▶ **Supplied records**:
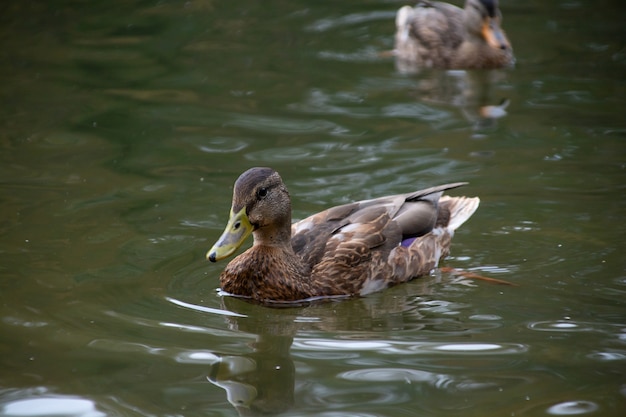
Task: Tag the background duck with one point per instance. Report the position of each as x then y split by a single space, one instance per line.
348 250
439 35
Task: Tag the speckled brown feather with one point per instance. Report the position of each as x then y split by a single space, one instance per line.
438 35
353 249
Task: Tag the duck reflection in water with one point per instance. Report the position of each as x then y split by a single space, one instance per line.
472 92
467 44
263 382
259 383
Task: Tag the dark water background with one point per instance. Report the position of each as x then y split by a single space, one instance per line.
123 125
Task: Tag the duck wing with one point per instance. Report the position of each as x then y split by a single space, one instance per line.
431 32
348 234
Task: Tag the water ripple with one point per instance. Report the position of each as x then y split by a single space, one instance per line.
58 405
571 408
408 348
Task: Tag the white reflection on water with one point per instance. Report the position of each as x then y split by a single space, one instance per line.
571 408
406 347
52 406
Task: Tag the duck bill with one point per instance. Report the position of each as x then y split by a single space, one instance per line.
493 35
236 232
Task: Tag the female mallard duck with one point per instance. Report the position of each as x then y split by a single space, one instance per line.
439 35
348 250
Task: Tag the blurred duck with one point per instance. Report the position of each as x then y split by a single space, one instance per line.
439 35
348 250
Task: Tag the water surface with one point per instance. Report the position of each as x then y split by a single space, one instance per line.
126 123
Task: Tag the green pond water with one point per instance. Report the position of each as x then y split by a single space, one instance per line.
125 123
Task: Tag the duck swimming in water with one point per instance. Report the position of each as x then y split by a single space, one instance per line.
349 250
439 35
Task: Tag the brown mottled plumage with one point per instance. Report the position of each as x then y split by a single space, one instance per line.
439 35
348 250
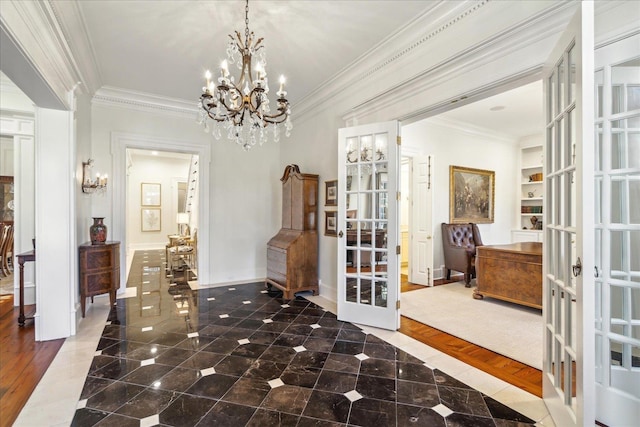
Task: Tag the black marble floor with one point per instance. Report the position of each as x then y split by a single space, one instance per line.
236 356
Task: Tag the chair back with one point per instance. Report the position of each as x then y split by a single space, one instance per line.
461 235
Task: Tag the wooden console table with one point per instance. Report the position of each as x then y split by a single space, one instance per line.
22 258
99 271
510 272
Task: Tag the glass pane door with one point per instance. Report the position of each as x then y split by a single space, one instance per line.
367 215
568 226
617 235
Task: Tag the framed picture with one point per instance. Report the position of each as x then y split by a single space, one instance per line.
150 194
471 195
331 193
330 223
150 219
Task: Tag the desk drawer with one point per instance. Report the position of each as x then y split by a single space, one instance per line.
277 256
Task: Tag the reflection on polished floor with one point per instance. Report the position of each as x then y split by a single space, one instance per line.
234 356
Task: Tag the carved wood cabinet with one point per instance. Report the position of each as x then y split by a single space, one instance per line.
99 271
292 254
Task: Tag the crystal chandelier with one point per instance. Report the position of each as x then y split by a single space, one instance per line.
241 108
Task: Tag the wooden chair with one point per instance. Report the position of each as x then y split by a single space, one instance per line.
182 249
6 249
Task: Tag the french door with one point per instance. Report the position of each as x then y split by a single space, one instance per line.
568 283
367 226
617 232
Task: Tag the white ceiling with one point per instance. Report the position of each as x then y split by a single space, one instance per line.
164 47
514 114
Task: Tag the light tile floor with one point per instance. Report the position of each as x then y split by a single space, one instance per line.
55 400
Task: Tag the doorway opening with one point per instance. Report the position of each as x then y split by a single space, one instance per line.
488 134
161 194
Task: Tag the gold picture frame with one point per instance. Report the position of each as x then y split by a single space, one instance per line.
150 219
331 223
471 195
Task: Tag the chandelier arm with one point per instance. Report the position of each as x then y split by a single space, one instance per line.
247 97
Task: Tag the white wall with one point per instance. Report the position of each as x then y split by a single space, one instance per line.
17 125
165 171
451 146
243 204
420 71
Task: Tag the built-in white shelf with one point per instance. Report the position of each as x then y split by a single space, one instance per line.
532 167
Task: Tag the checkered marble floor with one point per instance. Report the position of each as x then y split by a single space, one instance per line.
236 356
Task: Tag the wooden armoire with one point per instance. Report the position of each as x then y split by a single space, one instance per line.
292 254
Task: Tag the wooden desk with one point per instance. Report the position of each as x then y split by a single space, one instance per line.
510 272
22 258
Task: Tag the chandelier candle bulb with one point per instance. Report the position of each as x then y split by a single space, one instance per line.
244 98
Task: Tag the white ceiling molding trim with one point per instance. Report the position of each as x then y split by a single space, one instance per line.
133 100
622 22
539 27
543 24
434 22
32 27
74 30
417 112
472 130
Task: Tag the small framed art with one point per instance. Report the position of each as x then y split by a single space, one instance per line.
330 223
331 193
151 219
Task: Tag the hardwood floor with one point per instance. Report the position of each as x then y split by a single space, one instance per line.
23 361
509 370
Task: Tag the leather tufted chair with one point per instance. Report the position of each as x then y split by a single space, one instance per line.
459 242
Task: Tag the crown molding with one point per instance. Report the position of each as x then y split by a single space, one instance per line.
543 25
74 30
139 101
360 89
472 130
34 30
407 40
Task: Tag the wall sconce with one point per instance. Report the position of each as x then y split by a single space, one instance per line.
91 186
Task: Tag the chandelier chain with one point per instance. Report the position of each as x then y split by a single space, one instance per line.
246 22
241 106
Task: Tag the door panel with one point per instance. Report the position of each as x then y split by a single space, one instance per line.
368 263
617 232
422 222
568 223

▶ **Exercise details**:
The pictures in the entries should be left out; output everything else exactly.

▶ **Written solution**:
Task: Tag the background duck with one point per instance. Report the position of each as x then y split by a single space, one instance per line.
348 250
439 35
Task: Tag the speckled brown feather with one point per instance. Report the position of each as x then y split by a single space, one instance per line.
438 35
353 249
Task: Tag the duck reflection in water with one point per instance. Report the position of each as x then y split by a single space, one instance per line.
472 92
467 44
263 382
259 383
Task: Tag the dark water background with one point per instance. Report the position of each as x then y split by a single space, one instance per line.
123 125
Task: Tag the duck wing with one point per instance. Report the position of each as x then y split by a single space, one instance per line.
431 32
348 234
Task: Tag the water ripple with one point per instance. Report the position of each as x then y split by a single space, one instance per line.
58 405
571 408
408 348
Task: Tag the white reflection on water with one point per instance. Report the position of each as x then y split by a single space, one instance per line.
571 408
406 347
52 406
Task: Tag the duck bill with one point per instance. Report the position of each as x then y split by a single space, one instance per line.
493 35
236 232
Task: Tag the female mallard duck with one point per instance. Report the position of each as x then y split by a single space, one instance per line.
439 35
348 250
Task: Tag the blurred duck with one point per instance. Report the position of each as x then y split by a single space, one instance per line.
439 35
348 250
Task: Tag the water surface with one point per instance. Report the position of each as x then y split by a single space, one instance per line.
126 123
Task: Tag the green pond water with one point per instance. Report the position of each as x then y split by a single space, one instance per line.
125 123
Task: Tag the duck swimming in water with one point per instance. Report the position of each as x then y split by a single space, one instance per line.
349 250
439 35
Task: Tag the brown mottled plumage with one point per instance. Report the position of each as x then y split by a single space, one instance per line.
439 35
348 250
Task: Tag the black marble floor with one point per instance. Report the position of each as x then y split by a single space, one instance per line.
236 356
Task: Tag the chair back with one point per instance. Report the position of each as x then y split by a single space, one instance per line.
461 235
Task: Tag the wooden console table with one point per instance. Report the position of each as x then y split by a single space, one instance per line.
22 258
99 271
510 272
Task: Tag the glass pane door with one point per instance. Report the position of each as x then y split by a single space, one instance per line.
367 215
568 226
617 235
Task: Tag the framed picture with one point per instance. Report the position of each as x then y split by a single space, one instance per line.
150 194
471 195
331 193
330 223
150 219
Task: Tag the desk drawer with one point per instance. Report the position of each as x then y split by a single space, one instance per line.
277 256
Task: Tag the reflection on polished floor with one point per instance. Report the position of each as x then y split by a single space, one instance per line.
234 356
Task: Tag the carved wood cabinet with one point per instance. Report the position of each as x then y split by a single space, one instance per line.
99 271
292 254
Task: Tag the crystal chandelier with one point per instance. Report the position of each as x then y split by a single space, one instance per line.
241 108
Task: Tag the wooden chair with one point per instance. Report the position of each as x then y split by a single space, one instance per line.
182 249
6 249
Task: Tag the french door with one point per instance. Report the position of each as x then y split by a single space, one instance per line.
568 283
367 226
617 232
Task: Tag the white ceiling with one point per instance. Report the position of each as x then y split by a single space, one instance per line.
164 47
514 114
Task: Tag the light tile floor with one point per instance. Report the position of each as x then y split by a single space, one instance per line.
55 400
Task: Tag the doorway opening with one point per instance. Report the position of each as x then y split by a single space, one instance per line.
488 134
161 194
Task: Tag the gold picture frame with one point per instance. Report the position of each as x then y split by a single space, one instance per line.
150 219
331 223
471 195
Task: Tag the chandelier arm with one point per instance. Report the position of each as x then y split by a single space, one instance per line.
247 97
Task: Tag the white wall with one point per instance. Report the position of each as x then y split by a single space, one instance per line.
17 125
165 171
451 146
243 204
420 71
Task: Tag the built-in white shelf with one point per instance. Report the position of each as x then y split by a single space, one instance per line.
532 167
Task: Tag the checkered marble floor with one point per instance. Report the position of each as x then y split by a single space, one instance per line.
236 356
Task: Tag the wooden armoire with one point per instance. Report the position of each as x then y split by a single space, one instance per line.
292 254
Task: Tag the wooden desk with one point per instance. Report the position of each as x then y split by a single space, one instance per line.
510 272
22 258
Task: Tag the chandelier candle bulb with one point per instance. Report the position of each as x then y split by a single space, one instance per line.
244 98
Task: Tag the white ceiling molding trim with one point per instance. Report the position of each as x then y split by a single space, one instance per line.
133 100
622 22
539 27
543 24
434 22
32 27
74 30
417 112
472 130
Task: Tag the small framed art with one point per instance. Report the position of each as x then y split by a single space, one instance per line.
330 223
331 193
151 219
Task: Tag the hardwood floor with one point per instance. Report the position of each as x then y split by a single space, one instance per line.
23 361
509 370
Task: Tag the leather tufted chair with one point per instance. Report the position of each as x then y split by a single space, one instance per line.
459 242
Task: Tag the crown molding with one point per instance. Report the position of each as x then y split by a single space, one instance per line.
543 25
74 30
139 101
360 89
472 130
34 30
407 40
Task: Tag the wall sconce with one point per instance. Report the position of each as x then y split by a single space, one instance per line.
91 186
Task: Tag the chandelier chain with one point per instance. Report the position of each as x then y split by a single space, one instance per line.
246 22
241 106
Task: Tag the door panel with one point per instance. Report the position of each as x then y split by a single space, one instance per line.
368 263
617 232
422 222
568 223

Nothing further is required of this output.